Data pulled from a collection:
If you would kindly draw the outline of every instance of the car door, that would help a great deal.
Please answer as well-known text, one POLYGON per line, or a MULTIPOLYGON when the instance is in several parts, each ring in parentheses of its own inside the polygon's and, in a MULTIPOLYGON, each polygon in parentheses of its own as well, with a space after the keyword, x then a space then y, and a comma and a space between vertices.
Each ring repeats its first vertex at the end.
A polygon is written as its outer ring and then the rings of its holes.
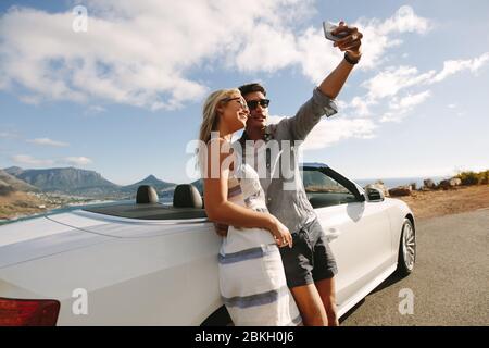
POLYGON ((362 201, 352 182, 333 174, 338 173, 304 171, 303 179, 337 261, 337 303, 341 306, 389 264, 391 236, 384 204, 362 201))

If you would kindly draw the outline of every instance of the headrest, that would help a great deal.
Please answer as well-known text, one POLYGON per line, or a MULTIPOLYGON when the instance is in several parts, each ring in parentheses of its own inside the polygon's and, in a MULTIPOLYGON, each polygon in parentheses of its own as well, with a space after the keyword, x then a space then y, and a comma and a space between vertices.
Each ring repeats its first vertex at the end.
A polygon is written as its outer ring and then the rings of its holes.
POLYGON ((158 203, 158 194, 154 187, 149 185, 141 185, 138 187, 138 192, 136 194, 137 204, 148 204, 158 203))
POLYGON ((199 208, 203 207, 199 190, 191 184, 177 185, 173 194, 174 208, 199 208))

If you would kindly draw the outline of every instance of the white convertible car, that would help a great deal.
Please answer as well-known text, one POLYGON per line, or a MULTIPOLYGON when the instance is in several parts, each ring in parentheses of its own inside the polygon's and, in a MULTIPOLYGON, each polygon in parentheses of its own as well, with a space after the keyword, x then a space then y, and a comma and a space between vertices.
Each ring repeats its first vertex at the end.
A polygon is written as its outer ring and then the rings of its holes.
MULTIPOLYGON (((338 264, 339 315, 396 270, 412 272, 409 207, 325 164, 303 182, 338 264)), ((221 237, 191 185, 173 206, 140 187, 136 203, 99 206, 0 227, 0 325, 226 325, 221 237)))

◆ Aim
Recast the listing above as a Markdown table with a "Row" column that numbers the rows in order and a "Line" column that holds each line. Leave out the blank lines and the picture.

◆ The answer
| Row | Line |
|---|---|
| 1 | If you would kindly draw the outline of every instance of the car door, that would help a great deal. |
| 2 | Please answer as well-known text, one POLYGON per line, or a MULTIPOLYGON when the instance is in several parts, each ring in parentheses of its own inside the polygon's and, in a MULTIPOLYGON, each polygon in parentheses of its own as well, with a space after the keyword, x then a space then y, and a comma and a space between vertices. |
| 3 | Each ring repeats its first vertex at the end. |
| 4 | A polygon is written as its outer ring and then the rings of its holes. |
| 5 | POLYGON ((362 201, 352 182, 333 174, 338 173, 304 171, 303 179, 337 261, 337 303, 341 306, 389 264, 391 236, 384 204, 362 201)) |
| 6 | If you would kindly draw the outline of every instance of the headrest, that would help a great deal. |
| 7 | Please answer as well-known text, one POLYGON per line, or a MULTIPOLYGON when the instance is in several parts, each ring in parentheses of its own inside the polygon's and, in a MULTIPOLYGON, each polygon in parentheses of its own as well, with a space after the keyword, x then a space then y, and a comma and a space between vertices. |
| 8 | Each ring repeats its first vertex at the end. |
| 9 | A polygon is written as its outer ring and then the rings of its holes. |
| 10 | POLYGON ((158 203, 158 194, 154 187, 149 185, 141 185, 138 187, 138 192, 136 194, 137 204, 148 204, 158 203)) |
| 11 | POLYGON ((199 208, 203 207, 199 190, 191 184, 177 185, 173 194, 174 208, 199 208)) |
| 12 | If you would kindly draw the outline of every instance of the white convertible car, that would help a great deal. |
| 13 | Please answer as well-known text, one POLYGON per line, or a MULTIPOLYGON when the instance is in several parts, each ring in parentheses of its own inside the polygon's and, in a MULTIPOLYGON, each polygon in parentheses of its own as well, with a space after the keyword, x then a space then y, and a comma and a space between vertices. |
| 14 | Each ring repeats its first vertex at the end. |
| 15 | A polygon is written as its outer ring and then the rings of its holes. |
| 16 | MULTIPOLYGON (((338 264, 339 315, 396 270, 412 272, 409 207, 325 164, 303 182, 338 264)), ((221 237, 191 185, 173 206, 140 187, 136 203, 99 206, 0 227, 0 325, 226 325, 221 237))) |